How to complete this task
Could you transcribe the entries below exactly, without any of the pictures?

***** Extracted material

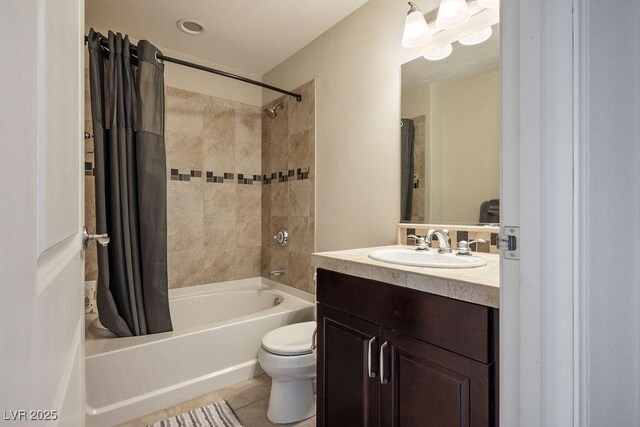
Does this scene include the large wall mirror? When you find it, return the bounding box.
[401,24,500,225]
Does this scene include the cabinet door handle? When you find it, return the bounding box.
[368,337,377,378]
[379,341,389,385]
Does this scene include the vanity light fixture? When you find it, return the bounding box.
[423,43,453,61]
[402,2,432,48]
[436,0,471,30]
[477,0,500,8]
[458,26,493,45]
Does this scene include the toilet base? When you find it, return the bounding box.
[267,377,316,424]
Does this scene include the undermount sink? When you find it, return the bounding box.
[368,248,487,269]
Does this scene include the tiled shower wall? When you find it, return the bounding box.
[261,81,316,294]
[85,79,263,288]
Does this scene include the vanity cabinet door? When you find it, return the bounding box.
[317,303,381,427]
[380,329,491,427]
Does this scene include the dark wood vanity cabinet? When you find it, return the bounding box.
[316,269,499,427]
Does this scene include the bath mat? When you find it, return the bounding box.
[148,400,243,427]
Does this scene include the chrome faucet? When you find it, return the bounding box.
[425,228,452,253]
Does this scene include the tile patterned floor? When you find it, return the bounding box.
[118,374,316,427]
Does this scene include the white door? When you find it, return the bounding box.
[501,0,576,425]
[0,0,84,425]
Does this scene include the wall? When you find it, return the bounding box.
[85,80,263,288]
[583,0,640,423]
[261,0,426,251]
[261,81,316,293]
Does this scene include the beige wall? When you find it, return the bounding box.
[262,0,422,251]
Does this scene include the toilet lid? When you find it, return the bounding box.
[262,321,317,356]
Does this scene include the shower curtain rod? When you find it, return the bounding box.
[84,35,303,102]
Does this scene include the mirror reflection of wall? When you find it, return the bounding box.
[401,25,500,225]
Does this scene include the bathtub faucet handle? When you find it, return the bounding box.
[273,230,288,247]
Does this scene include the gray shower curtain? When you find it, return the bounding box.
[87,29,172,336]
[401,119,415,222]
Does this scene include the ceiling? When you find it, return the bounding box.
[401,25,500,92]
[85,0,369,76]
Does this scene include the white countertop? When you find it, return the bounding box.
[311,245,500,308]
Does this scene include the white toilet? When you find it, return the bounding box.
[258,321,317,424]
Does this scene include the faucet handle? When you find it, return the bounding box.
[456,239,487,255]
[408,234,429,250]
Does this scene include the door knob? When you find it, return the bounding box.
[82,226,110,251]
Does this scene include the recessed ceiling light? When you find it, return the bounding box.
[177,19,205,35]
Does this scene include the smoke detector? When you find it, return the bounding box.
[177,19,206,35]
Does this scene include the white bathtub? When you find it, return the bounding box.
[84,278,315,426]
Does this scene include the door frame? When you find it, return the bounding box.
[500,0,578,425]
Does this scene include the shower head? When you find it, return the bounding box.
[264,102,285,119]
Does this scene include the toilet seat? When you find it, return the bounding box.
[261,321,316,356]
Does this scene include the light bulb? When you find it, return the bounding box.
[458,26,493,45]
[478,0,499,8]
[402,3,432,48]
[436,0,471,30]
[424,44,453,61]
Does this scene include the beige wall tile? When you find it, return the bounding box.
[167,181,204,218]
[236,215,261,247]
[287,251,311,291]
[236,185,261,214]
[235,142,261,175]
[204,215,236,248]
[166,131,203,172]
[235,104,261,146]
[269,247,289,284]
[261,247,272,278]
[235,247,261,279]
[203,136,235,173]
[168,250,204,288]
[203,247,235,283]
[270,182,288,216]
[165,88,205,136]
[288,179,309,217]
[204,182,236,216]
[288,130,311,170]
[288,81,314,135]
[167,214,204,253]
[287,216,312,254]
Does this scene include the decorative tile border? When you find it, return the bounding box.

**********

Solution to this task
Does this scene include the large wall mirror? When you find it, return the bounding box.
[401,24,500,225]
Does this scene include the cabinet door handle? When you find it, return the bounding box.
[368,337,377,378]
[379,341,389,385]
Does this scene include the vanity light fixture? When you find it, return the bounding box.
[423,43,453,61]
[402,2,432,48]
[436,0,471,30]
[477,0,500,8]
[458,26,493,45]
Does this scene include the toilet base? When you find it, return the bounding box.
[267,377,316,424]
Does this scene include the undermount sink? When you find it, return the bounding box.
[368,248,487,269]
Does this scene include the tiled shower wall? When you find it, return the bounding box.
[261,81,316,294]
[85,79,263,288]
Does this scene include the vanity cabinet door? When you find it, return the bounding box.
[317,303,381,427]
[380,329,491,427]
Does this scene include the dark wood vanity cabinet? When you find it, return the bounding box.
[316,269,499,427]
Does this scene include the bath mat? When you find it, return the bounding box.
[148,400,243,427]
Does this scene include the chrome faucet? When you find it, return the bounding box.
[425,228,452,253]
Does this scene include the tile patterned floor? When you find it, return the bounding box.
[118,374,316,427]
Does this scene include the white door? When you find it, return the bounding box.
[501,0,576,425]
[0,0,84,425]
Does this scene include the wall? When you find it, return the bounding box.
[85,80,263,288]
[583,0,640,423]
[261,0,426,251]
[261,81,316,293]
Does this scene include the beige wall? When you find it, return the bounding box.
[262,0,422,251]
Does this scene include the toilet lid? When you find it, return the bounding box.
[262,321,317,356]
Does this scene include the shower curtain rod? When you find it, return the bounding box.
[84,35,303,102]
Does this scene include the mirror reflection of wall? When you find it, return the bounding box.
[401,25,500,225]
Does this scene include the bathtub faucet handle? When you find it, return the bounding box.
[273,230,288,247]
Does this scene include the gray shower curtain? When you find it, return the bounding box.
[87,29,172,336]
[401,119,415,222]
Does this scene include the ceiling? When you find it, return the bounding box.
[401,25,500,92]
[85,0,369,76]
Does this scene include the white countertop? When you find it, return the bounding box.
[311,245,500,308]
Does this scene include the white toilet? When you find it, return the bounding box.
[258,321,317,424]
Does this scene include the faucet handle? When you find it, return the bounding box.
[456,239,487,255]
[408,234,429,250]
Does this scene include the door knob? When you find it, return the bounding box.
[82,226,110,251]
Does this scene include the recessed ceiling light? When you find it, return the bounding box.
[177,19,205,35]
Does this scene include the smoke detector? When you find it, return the bounding box.
[177,19,206,35]
Does this scene include the white bathtub? When you find it, return the bounding box.
[84,278,315,426]
Does this scene include the door frame? When you find it, return the bounding box.
[500,0,578,425]
Does this scene include the shower head? When you find it, return the bounding box.
[264,102,285,119]
Does this scene include the toilet seat? When you find it, return the bounding box.
[261,321,316,356]
Does this scene include the light bulb? When you find it, return the bounding box.
[458,26,493,45]
[478,0,499,8]
[402,3,432,48]
[436,0,471,30]
[424,44,453,61]
Does this scene include the beige wall tile? When you find it, return the bounding box.
[167,181,204,218]
[236,215,261,247]
[287,251,311,291]
[236,185,261,214]
[235,142,261,175]
[204,215,236,248]
[166,131,203,172]
[235,104,261,146]
[269,247,289,284]
[261,247,272,278]
[235,247,261,279]
[203,136,235,173]
[168,250,204,288]
[203,247,235,283]
[270,182,288,216]
[165,88,205,136]
[288,179,309,217]
[204,182,236,216]
[288,130,311,170]
[288,81,314,135]
[167,214,204,253]
[287,216,312,254]
Does this scene include the decorative tile border? When you find it, return the bounding box.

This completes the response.